> WHAT YOU WILL DO: Which lines run from the line with "sample | [75, 98]" through the line with "request | place a dot on the spoon bowl, x" in the entries below? Print them exactly, both ends included, and nothing more.

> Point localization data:
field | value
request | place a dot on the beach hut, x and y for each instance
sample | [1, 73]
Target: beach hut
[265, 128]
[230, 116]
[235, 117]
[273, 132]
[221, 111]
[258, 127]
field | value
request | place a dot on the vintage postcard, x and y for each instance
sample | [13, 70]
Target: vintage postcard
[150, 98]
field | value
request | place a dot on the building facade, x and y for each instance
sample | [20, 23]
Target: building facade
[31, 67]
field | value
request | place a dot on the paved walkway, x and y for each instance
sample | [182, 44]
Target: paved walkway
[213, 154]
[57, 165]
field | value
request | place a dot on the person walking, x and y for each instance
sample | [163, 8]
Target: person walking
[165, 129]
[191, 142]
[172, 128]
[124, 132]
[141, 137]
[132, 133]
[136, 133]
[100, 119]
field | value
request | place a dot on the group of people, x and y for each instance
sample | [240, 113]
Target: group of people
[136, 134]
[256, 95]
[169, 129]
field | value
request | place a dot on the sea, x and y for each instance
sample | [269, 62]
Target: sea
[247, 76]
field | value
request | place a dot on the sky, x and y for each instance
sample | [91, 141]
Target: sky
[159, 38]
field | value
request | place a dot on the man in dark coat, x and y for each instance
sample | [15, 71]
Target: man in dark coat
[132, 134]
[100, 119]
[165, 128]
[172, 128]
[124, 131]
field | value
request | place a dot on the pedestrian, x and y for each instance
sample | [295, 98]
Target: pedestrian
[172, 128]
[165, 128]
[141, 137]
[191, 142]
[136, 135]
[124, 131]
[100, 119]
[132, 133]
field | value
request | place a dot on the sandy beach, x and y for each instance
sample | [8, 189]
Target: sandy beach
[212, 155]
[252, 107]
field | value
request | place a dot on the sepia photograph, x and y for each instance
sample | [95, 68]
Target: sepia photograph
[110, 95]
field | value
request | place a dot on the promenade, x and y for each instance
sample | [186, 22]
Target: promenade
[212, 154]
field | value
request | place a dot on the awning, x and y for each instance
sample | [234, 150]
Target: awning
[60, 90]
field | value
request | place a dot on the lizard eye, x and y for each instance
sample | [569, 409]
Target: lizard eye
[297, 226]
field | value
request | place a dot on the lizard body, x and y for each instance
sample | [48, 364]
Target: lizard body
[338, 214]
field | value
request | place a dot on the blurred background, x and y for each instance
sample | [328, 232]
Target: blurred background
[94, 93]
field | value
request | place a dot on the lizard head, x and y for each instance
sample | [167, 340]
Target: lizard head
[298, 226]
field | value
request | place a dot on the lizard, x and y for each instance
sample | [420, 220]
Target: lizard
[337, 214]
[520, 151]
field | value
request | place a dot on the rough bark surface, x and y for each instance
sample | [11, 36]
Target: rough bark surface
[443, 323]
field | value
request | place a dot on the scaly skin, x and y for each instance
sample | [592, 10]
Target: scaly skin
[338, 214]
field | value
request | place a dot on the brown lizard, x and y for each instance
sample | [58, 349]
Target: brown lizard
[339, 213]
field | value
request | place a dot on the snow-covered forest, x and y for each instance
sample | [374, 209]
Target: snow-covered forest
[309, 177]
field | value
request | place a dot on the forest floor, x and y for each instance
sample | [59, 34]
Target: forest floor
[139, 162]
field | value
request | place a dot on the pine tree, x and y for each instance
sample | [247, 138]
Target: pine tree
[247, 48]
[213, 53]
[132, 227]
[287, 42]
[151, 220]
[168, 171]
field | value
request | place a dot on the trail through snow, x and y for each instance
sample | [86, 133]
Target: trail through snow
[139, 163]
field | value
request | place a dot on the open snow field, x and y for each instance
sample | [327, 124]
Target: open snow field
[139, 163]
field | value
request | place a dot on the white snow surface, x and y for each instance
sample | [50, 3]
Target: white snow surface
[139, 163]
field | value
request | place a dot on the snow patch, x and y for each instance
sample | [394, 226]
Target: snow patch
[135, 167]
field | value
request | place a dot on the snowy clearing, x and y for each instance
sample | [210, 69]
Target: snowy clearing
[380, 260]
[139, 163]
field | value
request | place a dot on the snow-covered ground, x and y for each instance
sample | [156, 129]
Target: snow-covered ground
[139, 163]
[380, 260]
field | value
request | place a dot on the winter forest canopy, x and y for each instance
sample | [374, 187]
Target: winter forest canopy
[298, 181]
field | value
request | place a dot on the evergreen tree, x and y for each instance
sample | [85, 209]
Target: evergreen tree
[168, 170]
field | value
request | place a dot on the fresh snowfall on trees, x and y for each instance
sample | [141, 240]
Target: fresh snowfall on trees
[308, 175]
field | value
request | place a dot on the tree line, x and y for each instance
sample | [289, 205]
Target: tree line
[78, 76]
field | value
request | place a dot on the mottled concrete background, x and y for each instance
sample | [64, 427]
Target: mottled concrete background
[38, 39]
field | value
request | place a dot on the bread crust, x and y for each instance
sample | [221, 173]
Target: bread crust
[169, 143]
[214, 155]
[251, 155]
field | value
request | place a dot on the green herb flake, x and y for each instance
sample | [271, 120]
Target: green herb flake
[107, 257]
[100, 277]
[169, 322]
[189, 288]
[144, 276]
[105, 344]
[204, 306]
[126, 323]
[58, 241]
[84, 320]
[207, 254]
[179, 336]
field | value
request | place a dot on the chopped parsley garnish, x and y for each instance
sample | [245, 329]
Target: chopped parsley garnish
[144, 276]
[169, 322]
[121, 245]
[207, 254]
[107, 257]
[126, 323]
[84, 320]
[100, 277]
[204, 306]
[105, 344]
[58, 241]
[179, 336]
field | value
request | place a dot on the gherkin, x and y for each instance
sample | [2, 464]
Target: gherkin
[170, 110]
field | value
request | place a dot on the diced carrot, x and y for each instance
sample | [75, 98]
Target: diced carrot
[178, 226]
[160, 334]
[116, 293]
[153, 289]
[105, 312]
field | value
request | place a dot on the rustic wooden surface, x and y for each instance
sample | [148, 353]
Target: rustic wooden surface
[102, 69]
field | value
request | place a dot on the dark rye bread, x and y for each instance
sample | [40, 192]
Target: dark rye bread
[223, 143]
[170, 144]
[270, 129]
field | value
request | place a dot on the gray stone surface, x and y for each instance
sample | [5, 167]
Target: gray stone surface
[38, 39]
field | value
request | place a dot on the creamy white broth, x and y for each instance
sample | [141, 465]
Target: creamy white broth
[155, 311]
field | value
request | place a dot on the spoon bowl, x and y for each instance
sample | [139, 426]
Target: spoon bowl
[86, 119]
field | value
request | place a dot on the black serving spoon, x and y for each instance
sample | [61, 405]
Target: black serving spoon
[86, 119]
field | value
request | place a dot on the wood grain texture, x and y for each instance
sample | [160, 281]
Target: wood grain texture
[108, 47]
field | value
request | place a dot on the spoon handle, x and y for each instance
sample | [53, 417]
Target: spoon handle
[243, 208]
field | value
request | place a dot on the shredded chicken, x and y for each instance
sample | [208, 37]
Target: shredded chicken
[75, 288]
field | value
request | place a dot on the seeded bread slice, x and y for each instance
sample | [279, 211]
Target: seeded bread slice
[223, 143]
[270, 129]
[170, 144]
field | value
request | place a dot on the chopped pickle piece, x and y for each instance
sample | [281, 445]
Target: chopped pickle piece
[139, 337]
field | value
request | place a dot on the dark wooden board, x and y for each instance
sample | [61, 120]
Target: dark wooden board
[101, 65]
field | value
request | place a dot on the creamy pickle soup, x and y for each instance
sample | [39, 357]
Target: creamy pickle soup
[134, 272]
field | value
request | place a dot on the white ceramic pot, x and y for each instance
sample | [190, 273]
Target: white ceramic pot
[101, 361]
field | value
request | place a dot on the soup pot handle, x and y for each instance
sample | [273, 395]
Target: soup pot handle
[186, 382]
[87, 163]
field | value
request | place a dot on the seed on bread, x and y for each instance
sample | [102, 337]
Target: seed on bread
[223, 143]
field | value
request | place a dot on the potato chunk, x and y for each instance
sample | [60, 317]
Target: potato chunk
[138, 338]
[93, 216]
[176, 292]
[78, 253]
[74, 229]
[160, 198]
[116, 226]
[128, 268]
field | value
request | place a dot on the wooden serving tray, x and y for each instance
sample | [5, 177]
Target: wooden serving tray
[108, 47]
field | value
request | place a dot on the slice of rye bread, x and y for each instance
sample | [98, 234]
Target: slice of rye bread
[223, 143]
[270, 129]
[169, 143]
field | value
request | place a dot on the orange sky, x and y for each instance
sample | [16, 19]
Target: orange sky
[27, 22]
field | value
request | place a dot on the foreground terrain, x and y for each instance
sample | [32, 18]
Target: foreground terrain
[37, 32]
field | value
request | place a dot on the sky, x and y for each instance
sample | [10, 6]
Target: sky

> RESPONSE BELOW:
sample | [75, 98]
Target: diced carrot
[178, 226]
[160, 334]
[116, 293]
[153, 289]
[105, 312]
field | value
request | place a dot on the rustic wooden surface, x and y for each instance
sample | [148, 353]
Target: rustic wooden surface
[102, 69]
field | value
request | place a dot on the dark rye bread, x and y for each instance
sample | [40, 192]
Target: dark rye bread
[223, 143]
[170, 144]
[270, 129]
field | value
request | place a dot on the gray stone surface, x and y for each instance
sample | [5, 167]
Target: gray stone surface
[38, 39]
field | value
request | place a dot on the creamy white broth, x and y for each instance
sample | [141, 465]
Target: creamy white broth
[155, 311]
field | value
request | place a dot on the spoon bowl, x and y for each instance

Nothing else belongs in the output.